Required task 1:
Answer each question about the commentary on its own line:
(a) What two promises had God made to Moses in ch. 33:19-23?
(b) Where was Moses standing when God made His glory pass by?
(c) Which three qualities does the description of God's nature especially set forth?
Required task 2: Can you sum up the commentary in two sentences?
Required task 3: Reproduce the commentary starting with "the second is" and going on through "people (vs. 33-35).", swapping "veil" for "covering".

Document text:
This section coheres closely with the last section of the preceding chapter, and must be

regarded, as the historical account of how God fulfilled the promises there made by

him to Moses (ch. 33:19-23).  The promises were mainly two:


  • That He would proclaim His name to him afresh; and


  • That He would pass by him, and let him see, after He had passed, what

            man might see of His glory. The fulfillment of the first promise appears in

            the long enumeration of attributes contained in vs. 6-7; the fulfillment of

            the second is expressed with extreme brevity in the words — “And the

            Lord passed by before him”. Probably no further description could

            be given of that marvelous manifestation beyond those words in which it

            was promised (ch. 33:21-23). Its effects were seen in that permanent

            reflection of God’s glory on the face of Moses, which thenceforth compelled

            him to wear a veil mostly when he showed himself to the people (vs. 33-35).


vs. 5-8 – “And the LORD descended in the cloud, and stood with him there,

and proclaimed the name of the LORD.  And the LORD passed by before him,

and proclaimed, The LORD, The LORD God, merciful and gracious,

longsuffering, and abundant in goodness and truth,  Keeping mercy for thousands,

forgiving iniquity and transgression and sin, and that will by no means clear the

guilty; visiting the iniquity” - While setting forth His attribute of mercy in all its fullness,

God will not have His attribute of justice forgotten (compare ch. 20:5) – “of the

fathers upon the children, and upon the children’s children, unto the third and to

the fourth generation.” - God did as He had promised in ch. 33:22-23. He made His

glory pass by, Moses, as he stood in a “clift of the rock,” and “covered him with His

hand as He passed by,” and, when He had passed, “took away His hand,” and allowed

Moses to look after Him, and see a glorious and transcendent vision — a vision so bright

and radiant, and so real, that the light which streamed from it settled on Moses face, and

remained there (v. 20)  In this passage God proclaimed His name; not however, as in the

burning bush, an actual name contained in a single word — but a description in many words

of His essential nature — a description setting forth especially His three qualities of mercy,

 truth, and justice, but dwelling most upon the first of the three — perhaps, as most

essential, for “God is love” (I John 4:8) — certainly, as most needing to be prominently

set forth at the time, when His favor had been justly forfeited, and but for His mercy could

not have been restored. Note the accumulation of terms that are nearly synonymous:


Ø      Merciful (or pitiful);

Ø      Gracious;

Ø      Long-suffering;

Ø      Abundant in goodness;

Ø      Keeping mercy for thousands: and

Ø      Forgiving iniquity and transgression and sin


An accumulation for the purpose of emphasis — to assure Moses, and through him

mankind at large, of the reality of this attribute, on which the possibility of our

salvation depends, and which had never hitherto been set forth with anything like

such fullness.  (I would like to emphasize the remarkable revelation also, that God

is “abundant in TRUTH” – what a concept! – CY – 2010) – “And Moses made

haste, and bowed his head toward the earth, and worshipped.” - Worshipping the

glory that had passed by, and accepting the gracious words addressed to him.

Given material:
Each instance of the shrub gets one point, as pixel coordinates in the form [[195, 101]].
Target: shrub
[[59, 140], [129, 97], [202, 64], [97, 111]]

Written reply 1:
(a) That He would proclaim His name to him afresh, and that He would pass by him and let him see, after He had passed, what man might see of His glory.
(b) In a "clift of the rock."
(c) Mercy, truth, and justice.

Written reply 2: The commentary treats this section as the account of how God kept two promises to Moses: He proclaimed His name afresh through the list of attributes in vs. 6-7, and He passed by before him, leaving a lasting reflection of His glory on Moses' face. The proclaimed name is a description of God's nature that stresses mercy, truth, and justice, with a pile of nearly synonymous terms for emphasis on mercy, and Moses answered by bowing his head and worshipping.

Written reply 3:
the second is expressed with extreme brevity in the words — “And the

            Lord passed by before him”. Probably no further description could

            be given of that marvelous manifestation beyond those words in which it

            was promised (ch. 33:21-23). Its effects were seen in that permanent

            reflection of God’s glory on the face of Moses, which thenceforth compelled

            him to wear a covering mostly when he showed himself to the people (vs. 33-35).